The filling for a spicy tuna roll is the fish itself "tuna" (you can get sushi grade tuna at Costco or a local Seafood market), mayo, and a asian hot sauce called Saracha.

I like it spicy so I use about a 2-1 ratio with mayo (I use light mayo) to Saracha. You may want to use less hot sauce (the stuff is hot, just taste a drop of it on your finger). You can pick up the hot sauce at any grocery store under the international foods isle.

Also the rice that is used I believe is basmati rice. 

You have to drain the rice first until the water runs clear and doesn't look cloudy then you can steam it in a steamer. You also have to cool it for an hour or more in your fridge.

The rolls you generally see at a sushi restaurant are inside-out rolls which are a little hard to make. You also need to get nori (sea-weed) which you can find in the international foods isle.

You lay the nori down then put a layer of the rice down over the nori. Then depending on if you want a inside-out roll (rice on the outside of the roll) you flip the nori over.

***

* **Task 1**
Write out the passage of the post about spicy tuna rolls starting at "The filling for" and ending at "in your fridge.", swapping "mayo" for "mayonnaise" wherever it occurs.

(Dataset items)
***

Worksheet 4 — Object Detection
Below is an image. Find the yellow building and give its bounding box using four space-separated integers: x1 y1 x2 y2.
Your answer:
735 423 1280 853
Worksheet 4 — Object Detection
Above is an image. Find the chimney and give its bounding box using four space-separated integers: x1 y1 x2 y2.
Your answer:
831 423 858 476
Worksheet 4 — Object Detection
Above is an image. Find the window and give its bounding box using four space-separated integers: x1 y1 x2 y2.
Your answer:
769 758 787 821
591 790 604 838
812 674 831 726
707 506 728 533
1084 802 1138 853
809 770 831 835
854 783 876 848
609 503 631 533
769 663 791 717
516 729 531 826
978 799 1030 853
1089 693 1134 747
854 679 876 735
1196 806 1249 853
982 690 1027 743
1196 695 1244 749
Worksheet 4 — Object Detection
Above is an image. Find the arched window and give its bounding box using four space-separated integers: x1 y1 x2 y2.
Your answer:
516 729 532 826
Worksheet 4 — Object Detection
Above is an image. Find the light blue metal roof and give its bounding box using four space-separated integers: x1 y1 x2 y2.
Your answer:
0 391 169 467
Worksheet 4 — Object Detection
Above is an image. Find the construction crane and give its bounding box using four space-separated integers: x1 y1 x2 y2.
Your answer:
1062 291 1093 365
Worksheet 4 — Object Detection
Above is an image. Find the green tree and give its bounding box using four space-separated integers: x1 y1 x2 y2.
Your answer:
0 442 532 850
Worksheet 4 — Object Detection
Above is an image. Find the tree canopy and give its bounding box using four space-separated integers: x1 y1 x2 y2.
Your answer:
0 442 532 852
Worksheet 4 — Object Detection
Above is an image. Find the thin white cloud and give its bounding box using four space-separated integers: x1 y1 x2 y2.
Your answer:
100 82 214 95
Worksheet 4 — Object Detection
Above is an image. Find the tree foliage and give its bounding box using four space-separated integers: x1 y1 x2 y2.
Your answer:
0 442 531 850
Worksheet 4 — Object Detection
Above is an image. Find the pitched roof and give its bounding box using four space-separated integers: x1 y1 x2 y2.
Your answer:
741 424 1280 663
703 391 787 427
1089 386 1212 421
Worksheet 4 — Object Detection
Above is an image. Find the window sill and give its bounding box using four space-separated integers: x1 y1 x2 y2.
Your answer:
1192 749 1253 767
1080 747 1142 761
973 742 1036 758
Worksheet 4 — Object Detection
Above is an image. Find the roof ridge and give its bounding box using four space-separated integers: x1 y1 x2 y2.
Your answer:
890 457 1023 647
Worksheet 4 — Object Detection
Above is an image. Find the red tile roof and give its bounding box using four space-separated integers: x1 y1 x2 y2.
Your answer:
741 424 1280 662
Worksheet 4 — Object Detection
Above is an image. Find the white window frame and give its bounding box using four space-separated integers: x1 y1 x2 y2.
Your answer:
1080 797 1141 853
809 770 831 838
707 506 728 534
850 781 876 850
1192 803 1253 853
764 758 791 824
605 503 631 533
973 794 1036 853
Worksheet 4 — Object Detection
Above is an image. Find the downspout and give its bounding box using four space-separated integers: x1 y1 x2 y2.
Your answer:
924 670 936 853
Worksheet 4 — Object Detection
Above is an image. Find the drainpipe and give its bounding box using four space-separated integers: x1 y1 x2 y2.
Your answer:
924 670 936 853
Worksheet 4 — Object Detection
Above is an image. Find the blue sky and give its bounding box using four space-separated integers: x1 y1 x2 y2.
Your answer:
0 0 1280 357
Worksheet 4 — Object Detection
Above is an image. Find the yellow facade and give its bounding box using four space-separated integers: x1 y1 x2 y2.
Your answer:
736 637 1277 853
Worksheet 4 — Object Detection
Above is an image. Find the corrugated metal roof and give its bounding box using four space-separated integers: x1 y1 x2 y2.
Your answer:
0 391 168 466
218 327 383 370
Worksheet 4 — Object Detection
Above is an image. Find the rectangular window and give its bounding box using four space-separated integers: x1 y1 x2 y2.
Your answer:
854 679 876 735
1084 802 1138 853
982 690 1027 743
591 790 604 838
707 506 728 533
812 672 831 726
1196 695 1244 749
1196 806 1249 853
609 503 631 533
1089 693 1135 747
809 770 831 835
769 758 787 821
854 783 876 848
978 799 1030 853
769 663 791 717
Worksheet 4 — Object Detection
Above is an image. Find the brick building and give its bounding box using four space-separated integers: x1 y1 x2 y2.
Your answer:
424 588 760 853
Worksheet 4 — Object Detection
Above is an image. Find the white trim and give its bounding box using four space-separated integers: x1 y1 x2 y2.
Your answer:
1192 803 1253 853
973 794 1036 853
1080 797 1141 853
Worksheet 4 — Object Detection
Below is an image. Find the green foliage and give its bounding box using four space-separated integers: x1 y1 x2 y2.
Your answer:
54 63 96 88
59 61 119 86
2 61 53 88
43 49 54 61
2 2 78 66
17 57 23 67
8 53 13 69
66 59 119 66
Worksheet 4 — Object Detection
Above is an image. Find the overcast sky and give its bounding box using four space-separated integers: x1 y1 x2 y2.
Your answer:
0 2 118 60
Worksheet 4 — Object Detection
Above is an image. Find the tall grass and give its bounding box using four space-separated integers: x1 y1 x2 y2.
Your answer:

***

* **Task 2**
Copy the entries word for word, starting at the very first one and ending at the line that contains "516 729 532 826".

* **Exercise result 1**
The filling for a spicy tuna roll is the fish itself "tuna" (you can get sushi grade tuna at Costco or a local Seafood market), mayonnaise, and a asian hot sauce called Saracha.

I like it spicy so I use about a 2-1 ratio with mayonnaise (I use light mayonnaise) to Saracha. You may want to use less hot sauce (the stuff is hot, just taste a drop of it on your finger). You can pick up the hot sauce at any grocery store under the international foods isle.

Also the rice that is used I believe is basmati rice. 

You have to drain the rice first until the water runs clear and doesn't look cloudy then you can steam it in a steamer. You also have to cool it for an hour or more in your fridge.

* **Exercise result 2**
Worksheet 4 — Object Detection
Below is an image. Find the yellow building and give its bounding box using four space-separated integers: x1 y1 x2 y2.
Your answer:
735 423 1280 853
Worksheet 4 — Object Detection
Above is an image. Find the chimney and give its bounding box using four space-separated integers: x1 y1 x2 y2.
Your answer:
831 423 858 476
Worksheet 4 — Object Detection
Above is an image. Find the window and give its bounding box using four space-separated integers: x1 y1 x2 y2.
Your answer:
769 758 787 821
591 790 604 838
812 674 831 726
707 506 728 533
1084 802 1138 853
809 770 831 835
854 783 876 848
609 503 631 533
769 663 791 717
516 729 531 826
978 799 1030 853
1089 693 1134 747
854 679 876 735
1196 806 1249 853
982 690 1027 743
1196 695 1244 749
Worksheet 4 — Object Detection
Above is an image. Find the arched window and give its bounding box using four space-separated integers: x1 y1 x2 y2.
Your answer:
516 729 532 826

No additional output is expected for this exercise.